- **DOCUMENT TEXT**

I don’t know if any of you have read the ‘Girl Online’ series by Zoe Sugg? Well, I have, twice actually, and although at times they are a bit cringe and predictable, I did enjoy reading the blog parts of each books, because they talked about some really important things that definitely need to be addressed. This is where I got the idea for my post today – Someone else’s success is not your failure.
Now this is a pretty drastic thing; anything that includes the word ‘failure’ or ‘fail’ is, in my opinion, a really heavy subject. But just because a subject might be heavy or uncomfortable, doesn’t mean we shouldn’t openly discuss it. Everyone in the entire world is going to take away something different from this statement, because everyone has different life experiences which have led them to reading this today.
For me, this concept of myself feeling like a failure started when I was about 10. I have a brother who is only a year older than me, so we did everything together, including going to the same school. Being the older kid, he seemed to get all the attention, all the good marks and all the recognition for his achievements. He got school captain, got a big award at the end of the year and was one of the captains in the school’s boys soccer team. I, on the other hand, did not get captain (but one of the lower positions), ended up only getting a certificate for perseverance in my studies, and was a ‘benchwarmer’ of the B team in softball at my school.
Then in high school, my brother and I went to separate schools so we were no longer ‘competing’ in the same sphere, so to speak. Instead at my school, I found that I was comparing myself to all the other people in my grade, wondering why now, after all these years, am I still only average, when my friends are doing so well and are achieving recognition and awards in everything that I think I tried harder in? In Year 12, there was the big award ceremony for all graduating students to recognise the achievements of each student in sporting and academics. I participated in everything at my school, I even did advanced classes, and I studied so much I didn’t have much of a social life. So when it came around to announcing the awards I was so eager to find out what award I would get, only to realise by the end of the day that I didn’t receive a single award. I was devastated. And to add to that disappointment, was when I realised every single one of my friends got an award, but I didn’t. It took me ages to get over the disappointment I felt in myself for not achieving what my friends seemingly achieved so easily.
It took me 19 years to figure out that despite all the disappointment and jealousy I felt over the years, someone else’s success was REALLY not my failure at all. I realised that my friends clearly did work super hard for what they achieved, which just drove me to work harder too. And when I compared my sporting achievements to my brother, that was crazy considering, it was two different sports, and two different year groups. I can see now with clear eyes that there was really no need to feel all that disappointment in myself for things that were out of my control.

- **TASK INSTRUCTIONS**
(A) Copy the passage on comparing yourself to others word for word, from "For me, this" to "at my school.".
(B) Take the passage on comparing yourself to others further, picking up right after its final sentence.

- **EXTRACTED DATA**
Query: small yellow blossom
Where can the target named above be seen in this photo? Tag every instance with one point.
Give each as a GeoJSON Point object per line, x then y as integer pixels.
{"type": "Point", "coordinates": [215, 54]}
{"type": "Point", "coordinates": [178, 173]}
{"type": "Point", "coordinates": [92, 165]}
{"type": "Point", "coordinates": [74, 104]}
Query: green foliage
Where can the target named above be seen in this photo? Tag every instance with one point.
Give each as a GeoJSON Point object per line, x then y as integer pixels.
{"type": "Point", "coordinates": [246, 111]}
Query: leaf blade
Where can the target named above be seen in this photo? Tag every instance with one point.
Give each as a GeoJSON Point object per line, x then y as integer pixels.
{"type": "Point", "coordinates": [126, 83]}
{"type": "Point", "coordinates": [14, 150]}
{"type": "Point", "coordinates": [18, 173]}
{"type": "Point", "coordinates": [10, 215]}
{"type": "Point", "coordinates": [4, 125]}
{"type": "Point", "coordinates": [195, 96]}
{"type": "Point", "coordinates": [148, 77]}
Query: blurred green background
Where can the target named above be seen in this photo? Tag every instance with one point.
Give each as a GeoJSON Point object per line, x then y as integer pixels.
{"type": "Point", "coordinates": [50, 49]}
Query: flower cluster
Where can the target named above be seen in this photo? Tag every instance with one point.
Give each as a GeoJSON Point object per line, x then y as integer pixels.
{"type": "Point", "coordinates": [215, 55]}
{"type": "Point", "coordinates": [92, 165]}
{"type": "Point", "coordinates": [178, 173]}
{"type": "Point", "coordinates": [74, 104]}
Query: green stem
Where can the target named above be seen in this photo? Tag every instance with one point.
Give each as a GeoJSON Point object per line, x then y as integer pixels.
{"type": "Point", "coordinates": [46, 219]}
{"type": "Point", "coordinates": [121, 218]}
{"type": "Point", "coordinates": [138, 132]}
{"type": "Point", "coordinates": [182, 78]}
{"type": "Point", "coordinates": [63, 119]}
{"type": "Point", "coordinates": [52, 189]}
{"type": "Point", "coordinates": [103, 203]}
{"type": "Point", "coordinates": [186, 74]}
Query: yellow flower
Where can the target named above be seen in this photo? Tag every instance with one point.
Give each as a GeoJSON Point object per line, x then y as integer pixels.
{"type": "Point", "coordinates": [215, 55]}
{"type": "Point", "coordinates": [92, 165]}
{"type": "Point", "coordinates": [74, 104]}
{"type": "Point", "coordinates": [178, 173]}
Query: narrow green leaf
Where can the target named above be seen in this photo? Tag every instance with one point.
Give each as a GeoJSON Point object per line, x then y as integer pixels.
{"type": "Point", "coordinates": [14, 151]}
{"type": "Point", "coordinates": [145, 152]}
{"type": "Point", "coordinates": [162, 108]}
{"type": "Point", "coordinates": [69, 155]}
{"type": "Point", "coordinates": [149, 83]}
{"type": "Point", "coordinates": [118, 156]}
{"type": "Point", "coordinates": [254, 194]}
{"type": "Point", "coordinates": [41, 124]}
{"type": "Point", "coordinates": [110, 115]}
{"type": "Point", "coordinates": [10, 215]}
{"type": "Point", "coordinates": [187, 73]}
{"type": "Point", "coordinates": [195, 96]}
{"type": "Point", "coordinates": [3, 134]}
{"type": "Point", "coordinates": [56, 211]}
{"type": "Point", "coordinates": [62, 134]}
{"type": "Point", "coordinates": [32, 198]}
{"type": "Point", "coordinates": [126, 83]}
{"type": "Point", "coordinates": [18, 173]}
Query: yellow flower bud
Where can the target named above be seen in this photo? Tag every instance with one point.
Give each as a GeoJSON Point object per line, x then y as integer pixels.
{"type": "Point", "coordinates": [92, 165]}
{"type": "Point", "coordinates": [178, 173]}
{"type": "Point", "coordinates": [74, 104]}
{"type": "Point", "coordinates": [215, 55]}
--
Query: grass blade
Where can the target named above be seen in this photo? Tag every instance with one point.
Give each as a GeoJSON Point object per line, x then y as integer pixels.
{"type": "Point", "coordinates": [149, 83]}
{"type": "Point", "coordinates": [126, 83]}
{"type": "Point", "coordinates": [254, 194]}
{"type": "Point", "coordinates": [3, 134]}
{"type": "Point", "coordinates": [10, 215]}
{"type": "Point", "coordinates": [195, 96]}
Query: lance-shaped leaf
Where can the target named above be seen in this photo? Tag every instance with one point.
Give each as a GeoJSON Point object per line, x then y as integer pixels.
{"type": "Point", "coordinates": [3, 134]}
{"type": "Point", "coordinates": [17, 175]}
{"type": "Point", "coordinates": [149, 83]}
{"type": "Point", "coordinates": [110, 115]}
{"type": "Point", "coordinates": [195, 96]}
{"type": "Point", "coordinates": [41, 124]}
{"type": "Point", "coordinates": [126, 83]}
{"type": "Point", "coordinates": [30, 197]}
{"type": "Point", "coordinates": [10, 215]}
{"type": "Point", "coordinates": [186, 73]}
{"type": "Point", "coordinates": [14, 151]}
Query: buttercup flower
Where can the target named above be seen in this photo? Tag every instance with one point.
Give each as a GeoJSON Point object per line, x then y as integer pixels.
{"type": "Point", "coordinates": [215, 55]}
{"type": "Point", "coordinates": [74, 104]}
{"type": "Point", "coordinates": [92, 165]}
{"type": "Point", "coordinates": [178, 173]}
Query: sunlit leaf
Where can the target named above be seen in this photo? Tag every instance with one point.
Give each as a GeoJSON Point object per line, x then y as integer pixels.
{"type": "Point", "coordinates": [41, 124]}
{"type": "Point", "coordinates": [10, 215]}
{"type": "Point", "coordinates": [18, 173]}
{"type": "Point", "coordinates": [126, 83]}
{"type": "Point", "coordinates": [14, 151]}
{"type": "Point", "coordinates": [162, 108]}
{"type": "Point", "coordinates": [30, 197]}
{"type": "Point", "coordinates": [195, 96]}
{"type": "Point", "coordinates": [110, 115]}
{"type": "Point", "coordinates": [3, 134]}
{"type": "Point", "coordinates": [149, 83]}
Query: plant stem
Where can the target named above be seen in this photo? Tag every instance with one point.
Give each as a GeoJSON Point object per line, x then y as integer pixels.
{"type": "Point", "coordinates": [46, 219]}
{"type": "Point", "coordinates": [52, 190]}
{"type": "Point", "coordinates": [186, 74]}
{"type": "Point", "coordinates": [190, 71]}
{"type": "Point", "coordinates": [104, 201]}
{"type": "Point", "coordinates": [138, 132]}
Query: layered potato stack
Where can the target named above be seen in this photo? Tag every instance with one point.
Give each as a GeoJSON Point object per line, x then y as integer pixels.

- **RESULTS FOR THE EXERCISE**
(A)
For me, this concept of myself feeling like a failure started when I was about 10. I have a brother who is only a year older than me, so we did everything together, including going to the same school. Being the older kid, he seemed to get all the attention, all the good marks and all the recognition for his achievements. He got school captain, got a big award at the end of the year and was one of the captains in the school’s boys soccer team. I, on the other hand, did not get captain (but one of the lower positions), ended up only getting a certificate for perseverance in my studies, and was a ‘benchwarmer’ of the B team in softball at my school.

(B)
The worst part is, that when that green-eyed monster appears, it can cause you to resent being friends with such successful people, and being related to people who seem to get everything they’ve ever wanted, especially when you both did the same thing but they came out on top. What needs to be mentioned is, something that I realised last year actually, we are all different and it is no that person’s fault that they got the award and you didn’t, it’s no one’s fault. It is just something that happens and is beyond our control, but it does not mean that it is the fault of our friend; they didn’t wake up one morning and think I am going to do really well in this test to make Soph feel bad, that’s just not how the world works. I always want what is best for the people in my life, I want them to know that I am there for them and am so proud of them for their achievements because they deserve all the happiness in the world, and the sooner everyone realises this, the better the world will be – no one needs the sort of negativity that arises from jealousy, it makes for an ugly world and we don’t need that.
No matter where you are in life, there will always be someone who is more successful than you, but that goes both ways. I might think that I want to be just like my friend who is an amazing runner, but maybe she is thinking, I wish I had the organisational and motivational skills that Soph has. You really never know, because everyone wants to succeed but it doesn’t mean we have to tear ourselves and others down in the process, just because we didn’t quite get what we were hoping for in that particular scenario.
I am not sure if you know this, but when you are in a running race, you should never look back or sideways to see if there are any people near you. It only slows you down and causes you to lose momentum. By becoming side-tracked, looking around at the people around you, seeing how they are going with their lives, can cause you to lose focus on what you are working so hard to achieve. If you start focusing too much on others, you will forget who you are and why you are here in the first place. Because at the end of the day, what happened 10 years ago at a silly primary school presentation day has no impact whatsoever on the life I am living today.
I really enjoyed writing this post, it has definitely been something that I have been thinking a lot recently, so I hope you enjoyed today’s post. Do any of you have an example like mine? What do you think about the concept ‘someone else’s success is not your failure’? Let me know in the comments below. Thanks for reading!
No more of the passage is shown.